Labeled area outline items:
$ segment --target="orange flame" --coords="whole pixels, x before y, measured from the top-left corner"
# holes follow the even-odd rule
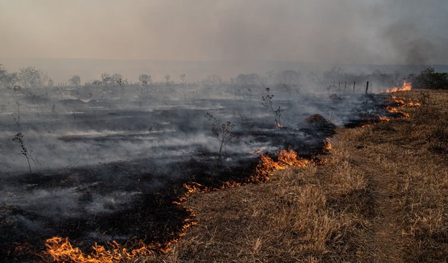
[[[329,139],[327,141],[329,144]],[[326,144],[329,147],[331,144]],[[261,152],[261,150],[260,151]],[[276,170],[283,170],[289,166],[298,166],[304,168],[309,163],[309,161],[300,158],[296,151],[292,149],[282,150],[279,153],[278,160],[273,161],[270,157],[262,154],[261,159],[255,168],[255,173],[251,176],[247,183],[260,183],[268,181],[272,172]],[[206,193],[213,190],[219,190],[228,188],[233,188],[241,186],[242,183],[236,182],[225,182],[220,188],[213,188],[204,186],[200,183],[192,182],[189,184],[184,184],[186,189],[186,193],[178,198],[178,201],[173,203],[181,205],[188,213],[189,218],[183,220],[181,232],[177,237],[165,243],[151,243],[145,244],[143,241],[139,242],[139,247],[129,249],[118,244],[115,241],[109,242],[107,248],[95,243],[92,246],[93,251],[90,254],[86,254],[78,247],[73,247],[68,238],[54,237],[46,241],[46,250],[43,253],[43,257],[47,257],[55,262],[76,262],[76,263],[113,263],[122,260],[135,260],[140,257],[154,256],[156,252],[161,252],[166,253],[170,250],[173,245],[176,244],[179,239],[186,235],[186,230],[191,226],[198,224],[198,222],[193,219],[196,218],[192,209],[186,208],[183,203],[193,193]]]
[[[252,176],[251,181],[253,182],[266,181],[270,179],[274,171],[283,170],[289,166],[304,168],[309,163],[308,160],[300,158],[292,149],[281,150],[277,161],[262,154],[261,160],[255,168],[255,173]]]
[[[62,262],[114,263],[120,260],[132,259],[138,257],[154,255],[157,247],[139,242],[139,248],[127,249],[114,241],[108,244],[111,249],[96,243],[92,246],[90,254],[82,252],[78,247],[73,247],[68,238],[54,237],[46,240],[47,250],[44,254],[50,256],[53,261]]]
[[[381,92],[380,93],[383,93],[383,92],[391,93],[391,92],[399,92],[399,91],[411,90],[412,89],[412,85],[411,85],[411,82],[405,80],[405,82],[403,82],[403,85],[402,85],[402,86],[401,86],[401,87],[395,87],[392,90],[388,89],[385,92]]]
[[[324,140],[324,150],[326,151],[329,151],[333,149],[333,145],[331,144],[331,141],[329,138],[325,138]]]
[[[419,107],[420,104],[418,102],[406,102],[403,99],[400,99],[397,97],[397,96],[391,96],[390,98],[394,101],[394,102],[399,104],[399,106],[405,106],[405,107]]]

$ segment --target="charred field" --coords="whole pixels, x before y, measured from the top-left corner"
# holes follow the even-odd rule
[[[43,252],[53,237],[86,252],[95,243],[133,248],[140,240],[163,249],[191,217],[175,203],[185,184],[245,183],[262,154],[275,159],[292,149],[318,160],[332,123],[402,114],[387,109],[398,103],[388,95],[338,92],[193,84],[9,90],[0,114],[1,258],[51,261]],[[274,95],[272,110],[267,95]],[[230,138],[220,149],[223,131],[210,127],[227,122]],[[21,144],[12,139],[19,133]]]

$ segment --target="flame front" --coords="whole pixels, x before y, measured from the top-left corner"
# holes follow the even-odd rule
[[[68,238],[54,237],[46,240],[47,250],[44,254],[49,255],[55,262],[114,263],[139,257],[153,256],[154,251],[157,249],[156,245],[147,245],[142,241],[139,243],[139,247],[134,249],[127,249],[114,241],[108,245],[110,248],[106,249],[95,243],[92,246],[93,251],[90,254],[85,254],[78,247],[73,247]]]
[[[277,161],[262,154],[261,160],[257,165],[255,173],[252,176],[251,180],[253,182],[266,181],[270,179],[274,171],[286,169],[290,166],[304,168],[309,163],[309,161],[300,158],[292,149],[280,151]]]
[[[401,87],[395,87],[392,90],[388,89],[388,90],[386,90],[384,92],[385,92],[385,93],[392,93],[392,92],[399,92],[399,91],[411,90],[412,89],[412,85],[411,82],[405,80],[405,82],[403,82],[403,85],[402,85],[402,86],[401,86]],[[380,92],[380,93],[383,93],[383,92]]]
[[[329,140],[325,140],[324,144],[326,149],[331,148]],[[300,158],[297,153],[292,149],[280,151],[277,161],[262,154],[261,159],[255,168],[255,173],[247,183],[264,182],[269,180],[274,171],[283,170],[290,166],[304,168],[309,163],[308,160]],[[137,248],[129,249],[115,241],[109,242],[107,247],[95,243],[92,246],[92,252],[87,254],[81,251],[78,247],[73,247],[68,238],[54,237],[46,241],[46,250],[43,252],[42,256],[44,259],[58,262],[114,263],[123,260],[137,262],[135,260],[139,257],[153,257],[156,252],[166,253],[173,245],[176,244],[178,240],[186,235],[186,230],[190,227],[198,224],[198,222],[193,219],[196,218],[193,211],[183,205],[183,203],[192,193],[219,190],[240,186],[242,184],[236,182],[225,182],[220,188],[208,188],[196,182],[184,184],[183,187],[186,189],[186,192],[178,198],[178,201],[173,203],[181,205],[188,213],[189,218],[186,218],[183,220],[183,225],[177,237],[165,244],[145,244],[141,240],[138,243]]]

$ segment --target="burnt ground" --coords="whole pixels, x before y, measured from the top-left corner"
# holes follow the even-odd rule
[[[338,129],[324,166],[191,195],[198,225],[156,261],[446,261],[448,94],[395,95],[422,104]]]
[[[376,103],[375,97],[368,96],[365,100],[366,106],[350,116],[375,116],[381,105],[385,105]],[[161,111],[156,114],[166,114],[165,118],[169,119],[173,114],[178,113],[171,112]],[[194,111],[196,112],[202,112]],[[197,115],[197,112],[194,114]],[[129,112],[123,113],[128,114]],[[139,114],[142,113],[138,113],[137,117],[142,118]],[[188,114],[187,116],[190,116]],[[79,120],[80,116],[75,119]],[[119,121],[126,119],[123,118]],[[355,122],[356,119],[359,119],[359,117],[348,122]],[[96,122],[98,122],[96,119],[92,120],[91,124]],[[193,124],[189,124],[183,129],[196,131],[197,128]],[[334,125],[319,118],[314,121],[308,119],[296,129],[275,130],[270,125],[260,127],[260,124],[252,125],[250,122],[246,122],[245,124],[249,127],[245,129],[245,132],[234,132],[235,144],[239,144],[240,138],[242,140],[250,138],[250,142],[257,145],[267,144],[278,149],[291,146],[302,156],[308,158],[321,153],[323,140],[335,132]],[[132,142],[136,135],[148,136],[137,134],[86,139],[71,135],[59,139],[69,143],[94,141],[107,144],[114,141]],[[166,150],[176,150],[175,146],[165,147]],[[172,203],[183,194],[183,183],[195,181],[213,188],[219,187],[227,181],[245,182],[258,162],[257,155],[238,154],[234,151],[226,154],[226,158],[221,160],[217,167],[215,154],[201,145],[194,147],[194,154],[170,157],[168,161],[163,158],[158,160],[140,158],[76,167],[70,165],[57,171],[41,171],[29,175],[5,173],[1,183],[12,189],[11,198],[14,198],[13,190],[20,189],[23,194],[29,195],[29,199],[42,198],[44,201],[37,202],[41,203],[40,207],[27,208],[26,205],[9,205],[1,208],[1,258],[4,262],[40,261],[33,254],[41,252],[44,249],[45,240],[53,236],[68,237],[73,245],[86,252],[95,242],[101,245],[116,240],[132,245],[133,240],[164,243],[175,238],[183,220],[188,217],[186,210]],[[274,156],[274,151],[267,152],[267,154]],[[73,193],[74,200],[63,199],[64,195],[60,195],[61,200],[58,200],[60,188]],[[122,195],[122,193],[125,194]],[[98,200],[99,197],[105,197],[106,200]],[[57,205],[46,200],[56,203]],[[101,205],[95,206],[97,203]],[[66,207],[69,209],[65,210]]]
--
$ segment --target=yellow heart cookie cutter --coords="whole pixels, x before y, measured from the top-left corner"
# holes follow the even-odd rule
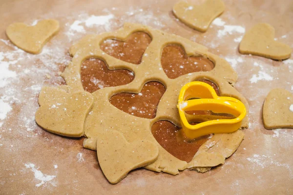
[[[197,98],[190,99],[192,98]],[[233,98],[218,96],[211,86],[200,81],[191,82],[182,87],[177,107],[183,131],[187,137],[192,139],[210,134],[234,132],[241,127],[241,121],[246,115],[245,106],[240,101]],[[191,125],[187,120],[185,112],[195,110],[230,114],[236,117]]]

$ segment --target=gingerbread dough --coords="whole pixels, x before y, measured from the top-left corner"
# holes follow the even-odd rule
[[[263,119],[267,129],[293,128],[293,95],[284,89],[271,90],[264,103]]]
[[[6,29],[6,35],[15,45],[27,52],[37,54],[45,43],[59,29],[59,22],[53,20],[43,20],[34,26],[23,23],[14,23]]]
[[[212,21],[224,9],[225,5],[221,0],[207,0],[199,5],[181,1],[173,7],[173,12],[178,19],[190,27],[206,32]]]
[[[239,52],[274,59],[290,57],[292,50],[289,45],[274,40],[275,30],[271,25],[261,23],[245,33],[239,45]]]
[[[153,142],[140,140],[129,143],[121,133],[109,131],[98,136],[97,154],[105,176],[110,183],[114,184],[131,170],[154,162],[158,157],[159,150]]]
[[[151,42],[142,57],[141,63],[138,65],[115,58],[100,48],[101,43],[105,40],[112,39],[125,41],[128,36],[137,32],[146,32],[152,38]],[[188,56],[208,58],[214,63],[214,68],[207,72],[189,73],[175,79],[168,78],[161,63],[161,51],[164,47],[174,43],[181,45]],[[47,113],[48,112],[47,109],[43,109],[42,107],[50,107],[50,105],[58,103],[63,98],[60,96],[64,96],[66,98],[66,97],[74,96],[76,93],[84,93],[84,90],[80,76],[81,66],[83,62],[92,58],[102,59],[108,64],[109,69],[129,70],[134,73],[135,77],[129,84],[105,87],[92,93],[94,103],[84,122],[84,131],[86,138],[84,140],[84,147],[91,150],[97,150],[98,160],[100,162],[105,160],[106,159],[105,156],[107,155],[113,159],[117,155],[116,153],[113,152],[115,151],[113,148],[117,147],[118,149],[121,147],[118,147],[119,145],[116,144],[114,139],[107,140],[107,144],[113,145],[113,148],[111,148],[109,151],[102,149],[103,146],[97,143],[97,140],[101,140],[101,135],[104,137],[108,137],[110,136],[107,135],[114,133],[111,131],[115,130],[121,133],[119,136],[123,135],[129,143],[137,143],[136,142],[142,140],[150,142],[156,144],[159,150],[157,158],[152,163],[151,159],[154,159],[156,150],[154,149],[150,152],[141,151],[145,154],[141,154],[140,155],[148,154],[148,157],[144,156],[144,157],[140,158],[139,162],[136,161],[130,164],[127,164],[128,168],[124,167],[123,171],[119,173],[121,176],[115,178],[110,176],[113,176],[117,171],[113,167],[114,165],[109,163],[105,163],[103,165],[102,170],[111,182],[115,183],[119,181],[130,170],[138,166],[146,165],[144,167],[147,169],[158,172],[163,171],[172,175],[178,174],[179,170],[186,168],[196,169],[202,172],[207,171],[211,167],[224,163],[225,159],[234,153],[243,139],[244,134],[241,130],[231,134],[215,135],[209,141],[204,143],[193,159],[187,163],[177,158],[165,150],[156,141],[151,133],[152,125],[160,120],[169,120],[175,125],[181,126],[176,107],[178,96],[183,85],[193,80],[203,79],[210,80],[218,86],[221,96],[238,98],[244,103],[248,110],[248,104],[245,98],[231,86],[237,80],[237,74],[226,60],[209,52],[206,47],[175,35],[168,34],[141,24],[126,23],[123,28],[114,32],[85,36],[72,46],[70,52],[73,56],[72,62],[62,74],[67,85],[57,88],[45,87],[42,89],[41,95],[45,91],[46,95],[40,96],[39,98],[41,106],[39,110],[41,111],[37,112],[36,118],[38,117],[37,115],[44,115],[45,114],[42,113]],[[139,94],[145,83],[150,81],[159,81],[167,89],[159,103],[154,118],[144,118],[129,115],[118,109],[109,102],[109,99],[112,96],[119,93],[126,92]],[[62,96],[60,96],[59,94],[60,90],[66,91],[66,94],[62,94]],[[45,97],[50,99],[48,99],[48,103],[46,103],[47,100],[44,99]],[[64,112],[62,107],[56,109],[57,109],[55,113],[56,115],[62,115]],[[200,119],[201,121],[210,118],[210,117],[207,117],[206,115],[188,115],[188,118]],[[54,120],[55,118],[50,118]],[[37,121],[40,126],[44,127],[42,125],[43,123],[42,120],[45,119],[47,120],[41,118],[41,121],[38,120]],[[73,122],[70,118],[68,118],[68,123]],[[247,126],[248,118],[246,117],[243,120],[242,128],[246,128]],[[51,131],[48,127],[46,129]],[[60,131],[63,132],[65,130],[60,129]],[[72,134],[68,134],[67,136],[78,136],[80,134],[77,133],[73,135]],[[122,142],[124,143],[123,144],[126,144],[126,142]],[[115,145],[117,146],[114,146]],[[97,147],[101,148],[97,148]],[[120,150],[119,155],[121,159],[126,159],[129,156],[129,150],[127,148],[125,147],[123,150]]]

**WRITTEN PROBLEM:** Pick out every line of the items above that contains the string "flame", paying attention to case, and copy each of those lines.

**WRITTEN REPLY:**
$ segment --target="orange flame" --coords="whole pixels, x before y, measured from the top-left corner"
$ segment --target="flame front" --coords="whole pixels, x before y, measured from the top-left corner"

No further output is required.